[EXERCISE MATERIALS]
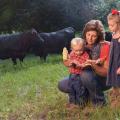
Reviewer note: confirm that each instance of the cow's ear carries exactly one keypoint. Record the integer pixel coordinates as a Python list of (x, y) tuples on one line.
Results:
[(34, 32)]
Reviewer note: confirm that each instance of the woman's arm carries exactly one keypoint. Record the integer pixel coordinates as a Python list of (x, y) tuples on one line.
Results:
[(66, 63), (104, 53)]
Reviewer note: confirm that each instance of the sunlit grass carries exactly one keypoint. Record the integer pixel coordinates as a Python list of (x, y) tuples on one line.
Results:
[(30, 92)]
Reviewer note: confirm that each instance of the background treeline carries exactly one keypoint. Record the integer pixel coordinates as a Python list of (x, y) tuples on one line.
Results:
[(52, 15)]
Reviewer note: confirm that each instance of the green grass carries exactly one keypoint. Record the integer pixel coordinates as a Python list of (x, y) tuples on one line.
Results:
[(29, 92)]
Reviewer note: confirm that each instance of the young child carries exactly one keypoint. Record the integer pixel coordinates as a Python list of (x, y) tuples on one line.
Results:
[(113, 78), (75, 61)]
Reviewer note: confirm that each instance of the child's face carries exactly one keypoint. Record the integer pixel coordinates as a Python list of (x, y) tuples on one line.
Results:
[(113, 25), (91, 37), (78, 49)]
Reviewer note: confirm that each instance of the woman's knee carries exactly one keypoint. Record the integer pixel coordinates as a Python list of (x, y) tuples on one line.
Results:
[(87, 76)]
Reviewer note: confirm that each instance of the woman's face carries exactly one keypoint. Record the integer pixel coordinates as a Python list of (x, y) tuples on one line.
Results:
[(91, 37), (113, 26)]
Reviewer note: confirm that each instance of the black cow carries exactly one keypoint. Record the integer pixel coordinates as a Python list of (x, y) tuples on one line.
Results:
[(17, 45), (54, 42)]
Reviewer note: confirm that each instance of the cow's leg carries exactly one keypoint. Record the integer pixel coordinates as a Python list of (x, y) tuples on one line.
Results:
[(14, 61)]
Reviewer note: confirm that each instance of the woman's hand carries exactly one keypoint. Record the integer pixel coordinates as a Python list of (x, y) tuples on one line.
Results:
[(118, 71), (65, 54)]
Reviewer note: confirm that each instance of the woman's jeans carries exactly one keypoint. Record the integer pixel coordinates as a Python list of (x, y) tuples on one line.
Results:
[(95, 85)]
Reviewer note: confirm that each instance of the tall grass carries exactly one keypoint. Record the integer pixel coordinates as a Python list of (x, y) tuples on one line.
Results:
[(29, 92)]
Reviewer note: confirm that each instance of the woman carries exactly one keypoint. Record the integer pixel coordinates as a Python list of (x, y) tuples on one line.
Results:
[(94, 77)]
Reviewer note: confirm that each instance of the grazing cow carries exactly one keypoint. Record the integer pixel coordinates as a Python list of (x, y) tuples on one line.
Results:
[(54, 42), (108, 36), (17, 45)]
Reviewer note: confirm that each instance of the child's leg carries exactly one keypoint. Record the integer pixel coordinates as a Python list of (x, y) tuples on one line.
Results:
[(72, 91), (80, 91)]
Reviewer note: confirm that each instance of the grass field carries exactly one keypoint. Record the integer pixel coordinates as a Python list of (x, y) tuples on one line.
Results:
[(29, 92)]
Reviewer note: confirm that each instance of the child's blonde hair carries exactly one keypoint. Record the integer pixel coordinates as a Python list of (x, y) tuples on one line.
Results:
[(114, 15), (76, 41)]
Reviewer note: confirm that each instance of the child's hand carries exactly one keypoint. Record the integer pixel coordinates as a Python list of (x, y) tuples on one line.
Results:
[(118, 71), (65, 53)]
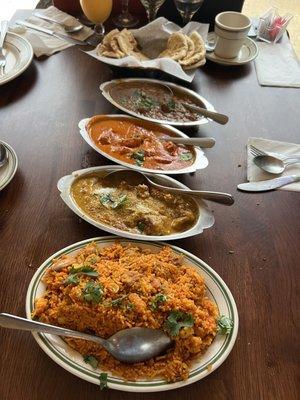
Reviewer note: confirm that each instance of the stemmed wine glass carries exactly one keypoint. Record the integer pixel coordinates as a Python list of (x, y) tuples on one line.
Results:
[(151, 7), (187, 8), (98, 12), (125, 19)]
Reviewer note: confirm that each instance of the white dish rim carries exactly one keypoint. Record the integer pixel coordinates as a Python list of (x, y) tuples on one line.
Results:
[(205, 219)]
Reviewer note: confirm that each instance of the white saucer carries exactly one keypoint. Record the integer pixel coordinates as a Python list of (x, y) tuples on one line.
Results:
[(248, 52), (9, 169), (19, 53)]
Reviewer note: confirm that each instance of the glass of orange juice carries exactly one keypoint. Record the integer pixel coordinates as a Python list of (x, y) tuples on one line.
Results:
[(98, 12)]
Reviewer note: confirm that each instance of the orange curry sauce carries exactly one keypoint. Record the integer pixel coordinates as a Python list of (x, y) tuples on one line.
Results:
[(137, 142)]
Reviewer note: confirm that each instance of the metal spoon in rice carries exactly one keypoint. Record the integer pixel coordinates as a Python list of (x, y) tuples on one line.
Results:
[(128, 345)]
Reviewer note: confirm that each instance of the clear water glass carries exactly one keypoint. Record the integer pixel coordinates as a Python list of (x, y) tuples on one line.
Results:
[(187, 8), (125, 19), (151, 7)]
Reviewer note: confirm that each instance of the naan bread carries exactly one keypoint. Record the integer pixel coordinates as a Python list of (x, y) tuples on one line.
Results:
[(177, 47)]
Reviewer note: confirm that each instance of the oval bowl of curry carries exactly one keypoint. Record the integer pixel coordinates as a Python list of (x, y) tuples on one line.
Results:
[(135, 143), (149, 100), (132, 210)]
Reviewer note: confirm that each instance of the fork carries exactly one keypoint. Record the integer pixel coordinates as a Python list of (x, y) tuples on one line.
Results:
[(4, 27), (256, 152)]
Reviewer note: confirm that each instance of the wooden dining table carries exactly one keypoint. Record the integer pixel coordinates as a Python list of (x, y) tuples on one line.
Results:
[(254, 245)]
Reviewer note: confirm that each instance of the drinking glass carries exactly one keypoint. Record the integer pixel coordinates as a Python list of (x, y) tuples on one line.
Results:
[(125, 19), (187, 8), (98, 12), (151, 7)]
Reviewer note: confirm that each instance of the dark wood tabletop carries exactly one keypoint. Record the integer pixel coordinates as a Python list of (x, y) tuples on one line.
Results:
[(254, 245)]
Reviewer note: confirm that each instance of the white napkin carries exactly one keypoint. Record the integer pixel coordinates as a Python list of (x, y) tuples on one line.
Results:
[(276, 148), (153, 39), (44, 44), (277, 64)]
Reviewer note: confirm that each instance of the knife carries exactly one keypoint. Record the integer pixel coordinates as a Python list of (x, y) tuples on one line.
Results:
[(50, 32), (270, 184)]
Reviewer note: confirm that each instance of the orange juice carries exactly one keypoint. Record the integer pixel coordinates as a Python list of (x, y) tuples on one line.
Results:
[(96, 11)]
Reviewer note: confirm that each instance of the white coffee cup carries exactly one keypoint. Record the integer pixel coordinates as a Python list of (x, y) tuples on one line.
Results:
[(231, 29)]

[EXERCISE DESCRIPTION] Please recast the records from the line with "Reviewer note: confirm that each instance of the drinking" up to and including the last line as a JSON list of strings, one string per line, with blank lines left out.

[ANSWER FOR THE TASK]
[
  "Reviewer note: confirm that each instance of the drinking glass carries exactly one keypoint. Record the integer pixel coordinates as a Python list of (x, y) tuples on one line.",
  "Results:",
  "[(125, 19), (187, 8), (98, 12), (151, 7)]",
  "Reviewer note: confirm that each instance of the dark wood tabletop carries exactly one keypoint. Record the integer pixel coordinates as a Python list of (x, y) tuples on one line.",
  "Results:",
  "[(254, 245)]",
  "Reviewer note: confirm that each instance of the white napkin carries exactly one keypoint. Record the integer pixel coordinates as a Python list of (x, y) tuples on one line.",
  "Results:",
  "[(276, 148), (153, 39), (44, 44), (277, 64)]",
  "Reviewer note: confirm that each instance of the knife carries exactly one keypoint. Record the integer pixel coordinates as a Python list of (x, y) tuples on one line.",
  "Results:",
  "[(50, 32), (270, 184)]",
  "Reviewer note: confirm that each instance of the orange juice carries exactly one keypoint. Record the integer pixel coordinates as a Python list of (x, y) tuples on one line.",
  "Results:",
  "[(96, 11)]",
  "Reviewer note: confirm that each instance of the white coffee cup carries exactly one keypoint. Record the integer pixel coordinates as a Python list of (x, y) tuples on one line.",
  "Results:",
  "[(231, 29)]"
]